[Stored items]
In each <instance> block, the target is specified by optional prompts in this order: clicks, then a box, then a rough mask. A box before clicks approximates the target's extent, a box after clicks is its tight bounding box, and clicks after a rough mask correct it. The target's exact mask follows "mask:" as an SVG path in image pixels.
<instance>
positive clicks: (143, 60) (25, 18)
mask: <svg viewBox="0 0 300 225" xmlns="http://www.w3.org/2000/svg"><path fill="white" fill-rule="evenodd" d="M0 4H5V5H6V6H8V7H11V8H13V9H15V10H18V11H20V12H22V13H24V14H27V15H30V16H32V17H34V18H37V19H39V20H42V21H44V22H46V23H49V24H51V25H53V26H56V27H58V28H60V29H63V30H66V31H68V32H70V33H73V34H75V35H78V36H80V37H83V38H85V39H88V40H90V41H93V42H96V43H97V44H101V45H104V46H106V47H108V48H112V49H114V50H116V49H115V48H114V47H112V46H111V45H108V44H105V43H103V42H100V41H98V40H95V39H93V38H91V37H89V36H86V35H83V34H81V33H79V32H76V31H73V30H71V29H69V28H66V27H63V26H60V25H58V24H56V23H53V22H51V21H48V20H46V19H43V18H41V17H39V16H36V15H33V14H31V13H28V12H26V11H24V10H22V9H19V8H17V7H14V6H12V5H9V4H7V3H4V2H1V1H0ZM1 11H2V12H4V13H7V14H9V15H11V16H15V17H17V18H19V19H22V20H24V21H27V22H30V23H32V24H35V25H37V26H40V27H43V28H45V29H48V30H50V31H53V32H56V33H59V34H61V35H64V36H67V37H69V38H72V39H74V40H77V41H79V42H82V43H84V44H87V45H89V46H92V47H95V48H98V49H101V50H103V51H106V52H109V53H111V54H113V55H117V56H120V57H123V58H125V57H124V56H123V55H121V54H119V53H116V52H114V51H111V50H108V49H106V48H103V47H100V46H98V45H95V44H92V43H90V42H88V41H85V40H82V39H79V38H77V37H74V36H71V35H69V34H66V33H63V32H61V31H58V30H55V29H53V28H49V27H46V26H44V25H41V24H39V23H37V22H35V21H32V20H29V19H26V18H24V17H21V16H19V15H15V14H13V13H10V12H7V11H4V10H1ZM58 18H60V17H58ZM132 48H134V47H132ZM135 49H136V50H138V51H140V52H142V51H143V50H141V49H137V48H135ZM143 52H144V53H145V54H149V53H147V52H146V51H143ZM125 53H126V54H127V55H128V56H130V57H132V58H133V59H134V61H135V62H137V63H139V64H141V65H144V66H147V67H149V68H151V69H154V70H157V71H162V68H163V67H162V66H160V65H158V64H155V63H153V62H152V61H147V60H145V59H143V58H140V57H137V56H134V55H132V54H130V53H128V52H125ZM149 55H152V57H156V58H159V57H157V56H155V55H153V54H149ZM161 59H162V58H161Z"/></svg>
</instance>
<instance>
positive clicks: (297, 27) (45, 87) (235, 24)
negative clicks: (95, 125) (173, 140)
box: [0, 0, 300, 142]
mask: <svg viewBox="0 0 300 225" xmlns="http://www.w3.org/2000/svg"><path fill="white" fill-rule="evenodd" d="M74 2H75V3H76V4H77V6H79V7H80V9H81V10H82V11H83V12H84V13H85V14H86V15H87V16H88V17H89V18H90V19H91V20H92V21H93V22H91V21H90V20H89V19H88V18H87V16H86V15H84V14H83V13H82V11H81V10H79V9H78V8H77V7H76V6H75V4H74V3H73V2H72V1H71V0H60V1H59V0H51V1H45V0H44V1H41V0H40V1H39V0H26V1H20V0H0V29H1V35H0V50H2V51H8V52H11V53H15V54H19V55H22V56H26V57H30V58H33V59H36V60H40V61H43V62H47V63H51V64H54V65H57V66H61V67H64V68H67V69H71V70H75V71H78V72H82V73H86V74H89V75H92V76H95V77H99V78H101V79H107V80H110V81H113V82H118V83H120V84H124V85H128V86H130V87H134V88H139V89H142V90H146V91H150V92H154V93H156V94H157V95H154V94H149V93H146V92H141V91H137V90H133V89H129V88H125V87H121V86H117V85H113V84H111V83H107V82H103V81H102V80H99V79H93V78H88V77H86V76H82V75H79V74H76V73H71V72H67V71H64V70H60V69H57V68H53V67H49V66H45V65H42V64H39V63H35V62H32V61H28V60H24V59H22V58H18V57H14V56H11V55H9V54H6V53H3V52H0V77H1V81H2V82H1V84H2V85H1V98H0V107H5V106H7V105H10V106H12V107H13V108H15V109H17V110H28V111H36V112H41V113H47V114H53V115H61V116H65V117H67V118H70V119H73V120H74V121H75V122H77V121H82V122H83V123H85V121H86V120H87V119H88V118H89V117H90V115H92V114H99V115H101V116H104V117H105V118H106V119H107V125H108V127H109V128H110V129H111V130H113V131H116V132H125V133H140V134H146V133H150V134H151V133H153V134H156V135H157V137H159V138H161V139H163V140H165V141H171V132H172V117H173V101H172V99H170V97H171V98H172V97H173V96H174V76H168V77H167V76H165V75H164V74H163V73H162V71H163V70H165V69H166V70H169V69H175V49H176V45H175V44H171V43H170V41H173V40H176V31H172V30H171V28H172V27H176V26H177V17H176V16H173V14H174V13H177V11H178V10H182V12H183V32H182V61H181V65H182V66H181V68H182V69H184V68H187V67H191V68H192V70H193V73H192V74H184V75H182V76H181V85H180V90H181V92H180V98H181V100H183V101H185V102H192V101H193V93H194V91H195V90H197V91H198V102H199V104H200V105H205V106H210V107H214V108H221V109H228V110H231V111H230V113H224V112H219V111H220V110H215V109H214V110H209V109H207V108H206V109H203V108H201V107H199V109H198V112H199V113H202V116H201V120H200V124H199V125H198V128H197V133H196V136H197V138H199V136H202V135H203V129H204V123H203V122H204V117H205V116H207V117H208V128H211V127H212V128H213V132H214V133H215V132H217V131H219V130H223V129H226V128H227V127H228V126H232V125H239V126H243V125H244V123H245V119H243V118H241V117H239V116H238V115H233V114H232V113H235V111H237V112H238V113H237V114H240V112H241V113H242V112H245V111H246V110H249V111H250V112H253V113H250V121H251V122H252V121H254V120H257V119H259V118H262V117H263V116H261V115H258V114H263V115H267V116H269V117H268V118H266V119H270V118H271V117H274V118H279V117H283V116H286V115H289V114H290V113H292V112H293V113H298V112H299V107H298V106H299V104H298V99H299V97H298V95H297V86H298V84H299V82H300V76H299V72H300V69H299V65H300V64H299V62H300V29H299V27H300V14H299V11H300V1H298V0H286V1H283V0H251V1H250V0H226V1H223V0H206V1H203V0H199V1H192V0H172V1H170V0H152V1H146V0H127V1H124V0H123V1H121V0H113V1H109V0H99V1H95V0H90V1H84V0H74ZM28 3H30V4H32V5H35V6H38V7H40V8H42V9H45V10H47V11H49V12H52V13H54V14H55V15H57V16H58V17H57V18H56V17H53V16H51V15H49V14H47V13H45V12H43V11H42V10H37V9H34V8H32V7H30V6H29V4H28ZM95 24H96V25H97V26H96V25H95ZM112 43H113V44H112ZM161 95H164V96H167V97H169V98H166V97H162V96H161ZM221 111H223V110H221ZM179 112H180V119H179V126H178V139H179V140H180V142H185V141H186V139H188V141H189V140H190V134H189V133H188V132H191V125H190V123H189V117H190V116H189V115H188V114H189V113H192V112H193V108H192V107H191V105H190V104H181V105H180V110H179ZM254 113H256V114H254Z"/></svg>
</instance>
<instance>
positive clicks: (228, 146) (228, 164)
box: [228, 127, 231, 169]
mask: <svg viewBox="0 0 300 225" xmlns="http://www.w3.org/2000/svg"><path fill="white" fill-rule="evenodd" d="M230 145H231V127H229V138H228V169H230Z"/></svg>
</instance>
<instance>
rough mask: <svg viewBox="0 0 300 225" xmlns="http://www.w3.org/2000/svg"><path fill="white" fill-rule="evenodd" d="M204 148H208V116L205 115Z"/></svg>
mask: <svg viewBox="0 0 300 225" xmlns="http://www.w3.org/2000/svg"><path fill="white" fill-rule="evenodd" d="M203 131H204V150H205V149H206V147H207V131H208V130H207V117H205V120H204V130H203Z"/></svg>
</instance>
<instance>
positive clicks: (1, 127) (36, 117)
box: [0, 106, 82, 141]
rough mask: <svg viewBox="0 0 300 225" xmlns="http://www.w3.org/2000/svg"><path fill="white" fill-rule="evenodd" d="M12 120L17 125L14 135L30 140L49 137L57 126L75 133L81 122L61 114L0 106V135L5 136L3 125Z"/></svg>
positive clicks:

§ What you need to do
Replace "prompts" with "hints" in the listing, starting at its beginning and ending at the line containing "positive clicks: (143, 60) (25, 18)", and give those lines again with nothing else changed.

§ Answer
In each <instance> block, the target is specified by optional hints in this order: clicks, then a box, then a rough mask. A box before clicks approximates the target's extent, a box after clicks is its tight bounding box, and clicks after a rough mask correct it. The target's exact mask follows "mask:" as an SVG path in image pixels.
<instance>
positive clicks: (143, 60) (25, 18)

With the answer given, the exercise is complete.